◆ **What you will do**
Could you update the records below by replacing every "innermost point" with "central point" and leaving everything else unchanged?

+++ The records

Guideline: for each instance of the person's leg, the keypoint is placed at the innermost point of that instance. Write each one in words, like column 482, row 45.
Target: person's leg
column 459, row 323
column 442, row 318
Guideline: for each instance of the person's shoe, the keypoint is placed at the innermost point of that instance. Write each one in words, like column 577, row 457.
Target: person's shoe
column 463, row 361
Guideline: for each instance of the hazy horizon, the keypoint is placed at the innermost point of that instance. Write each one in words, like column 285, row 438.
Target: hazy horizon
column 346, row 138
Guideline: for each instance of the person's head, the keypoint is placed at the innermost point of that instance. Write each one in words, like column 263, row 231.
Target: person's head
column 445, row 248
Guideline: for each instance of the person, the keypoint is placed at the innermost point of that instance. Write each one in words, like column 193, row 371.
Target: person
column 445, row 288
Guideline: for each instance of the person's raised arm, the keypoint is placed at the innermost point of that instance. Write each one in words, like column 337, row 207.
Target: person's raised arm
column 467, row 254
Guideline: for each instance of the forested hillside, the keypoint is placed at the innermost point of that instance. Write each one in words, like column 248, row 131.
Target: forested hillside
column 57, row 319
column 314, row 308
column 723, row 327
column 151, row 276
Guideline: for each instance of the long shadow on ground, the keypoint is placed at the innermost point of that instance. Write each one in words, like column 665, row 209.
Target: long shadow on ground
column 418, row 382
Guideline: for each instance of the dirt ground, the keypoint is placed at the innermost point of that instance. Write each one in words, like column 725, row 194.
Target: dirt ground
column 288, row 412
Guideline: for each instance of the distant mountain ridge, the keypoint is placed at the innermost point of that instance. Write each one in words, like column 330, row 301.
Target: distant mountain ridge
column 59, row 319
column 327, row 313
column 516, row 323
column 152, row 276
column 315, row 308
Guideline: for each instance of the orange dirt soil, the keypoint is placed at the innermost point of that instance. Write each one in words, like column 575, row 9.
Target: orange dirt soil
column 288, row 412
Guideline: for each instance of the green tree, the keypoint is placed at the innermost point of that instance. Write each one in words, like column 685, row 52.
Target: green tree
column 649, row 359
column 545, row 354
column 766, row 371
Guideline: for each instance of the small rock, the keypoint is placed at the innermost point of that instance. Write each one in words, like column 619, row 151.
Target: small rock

++++++

◆ **Written solution**
Guideline: for each instance of the person's leg, the keypoint is placed at the central point of that instance. Write each one in words, like column 482, row 45.
Target: person's leg
column 459, row 323
column 442, row 318
Guideline: for each instance of the person's shoe, the keypoint is placed at the central point of that instance. Write each one in words, like column 577, row 457.
Target: person's shoe
column 463, row 361
Guideline: for each instance of the hazy horizon, the keypoint is placed at the central point of that instance. Write each one in words, like column 285, row 438.
Target: hazy horizon
column 346, row 138
Guideline: for each instance of the person's head, the keypoint is placed at the central point of that instance. Write each one in words, like column 263, row 231.
Target: person's head
column 445, row 248
Guideline: for each instance of the person, the keypoint is placed at the central point of that instance. Write each one in words, like column 193, row 371.
Target: person
column 445, row 288
Guideline: for each instance of the person's raised arm, the keypoint is placed at the central point of that instance. Write each one in words, like column 337, row 207.
Target: person's raised arm
column 467, row 254
Guideline: for each instance of the forested hillside, the keypoint is placed at the central point of that instance. Write each one in words, like column 248, row 131.
Target: forested hillside
column 57, row 319
column 314, row 308
column 723, row 327
column 151, row 276
Guideline: for each instance of the long shadow on ground, the keypoint is placed at the central point of that instance. Write each one in words, like column 665, row 209.
Target: long shadow on ground
column 418, row 382
Guideline: for each instance of the dirt ground, the keypoint is placed at the central point of that instance. Write each one in words, like column 725, row 194.
Target: dirt ground
column 288, row 412
Guideline: for each instance of the distant mountain ridge, the keypoint is placed at the central point of that instance. Write each one in words, like column 330, row 301.
Target: distant mountain ridge
column 59, row 319
column 327, row 313
column 516, row 323
column 152, row 276
column 315, row 308
Guideline: for each instance of the orange dirt soil, the keypoint is placed at the central point of that instance. Write each one in words, like column 575, row 9.
Target: orange dirt soil
column 288, row 412
Guideline: for each instance of the green tree, the keypoint is placed at the central point of that instance. Write each one in words, like column 685, row 52.
Target: green tree
column 649, row 359
column 545, row 354
column 766, row 371
Guideline: for each instance of the small rock, the keypoint is placed at the central point of that instance. Write each one in words, like column 619, row 151.
Target: small rock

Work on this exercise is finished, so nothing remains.